Question

In the figure, segment PQ is the diameter of the circle with center O. The tangent to the tangent circle drawn from point C on it, intersects the tangents drawn from points P and Q at points A and B respectively, prove that ∠AOB = 90°

Answer 1

Given: PQ is the diameter of the circle. Point P, Q, C are points of contact of the respective tangents.

To prove: ∠AOB = 90°

Construction: Draw seg OC

Proof:

In ∆OPA and ∆OCA,

side OP ≅ side OC   ...[Radii of the same circle]

side OA ≅ side OA   ...[Common side]

side PA ≅ side CA   ...[Tangent segment theorem]

∴ ∆OPA ≅ ∠OCA   ...[SSS test of congruency]

∴ ∠AOP ≅ ∠AOC   ...[C.A.C.T.]

Let m∠AOP = m∠AOC = x   ...(i)

Similarly, we can prove that ∠BOC ≅ ∠BOQ.

Let m∠BOC = m∠BOQ = y   ...(ii)

m∠AOP + m∠AOC + m∠BOC + m∠BOQ = 180°   ...[Linear angles]

∴ x + x + y + y = 180°   ...[From (i) and (ii)]

∴ 2x + 2y = 180°

∴ 2(x + y) = 180°

∴ x + y = 90°   ...(iii)

Now ∠AOB = ∠AOC + ∠BOC

= x + y   ...[From (i) and (ii)]

∴ ∠AOB = ∠AOC + ∠BOC

= x + y    

∴ ∠AOB = 90°   ...[From (iii)]

· · · · ·

_What is required_
Extract from the geometry proof, word for word, the part that opens with the words containing "In the figure, segment" and closes with "the respective tangents.". The data that follows is separate material, unconnected to the geometry proof.

_Information supplied_
· · · · ·

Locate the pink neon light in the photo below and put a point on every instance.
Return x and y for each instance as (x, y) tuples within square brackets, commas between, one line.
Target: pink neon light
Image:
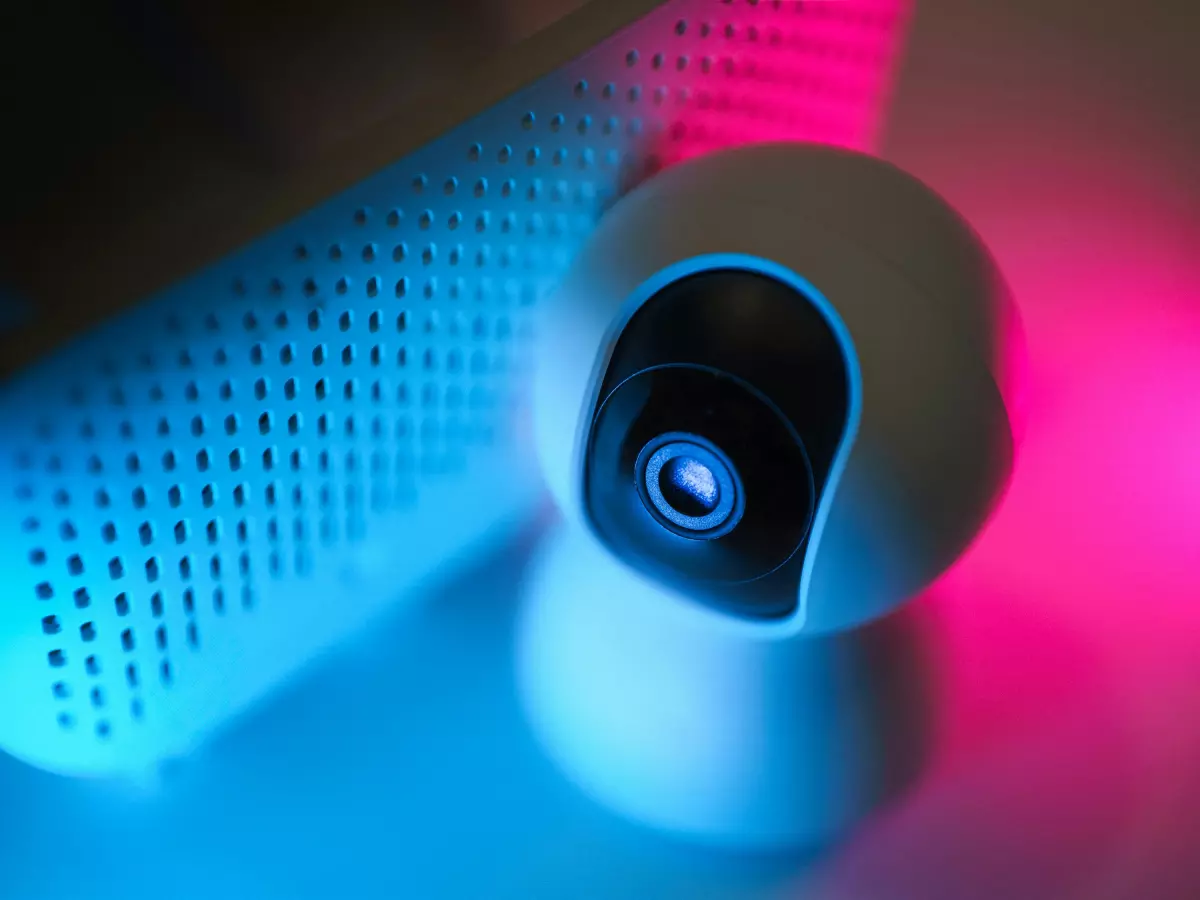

· · · · ·

_Task solution_
In the figure, segment PQ is the diameter of the circle with center O. The tangent to the tangent circle drawn from point C on it, intersects the tangents drawn from points P and Q at points A and B respectively, prove that ∠AOB = 90°

Answer 1

Given: PQ is the diameter of the circle. Point P, Q, C are points of contact of the respective tangents.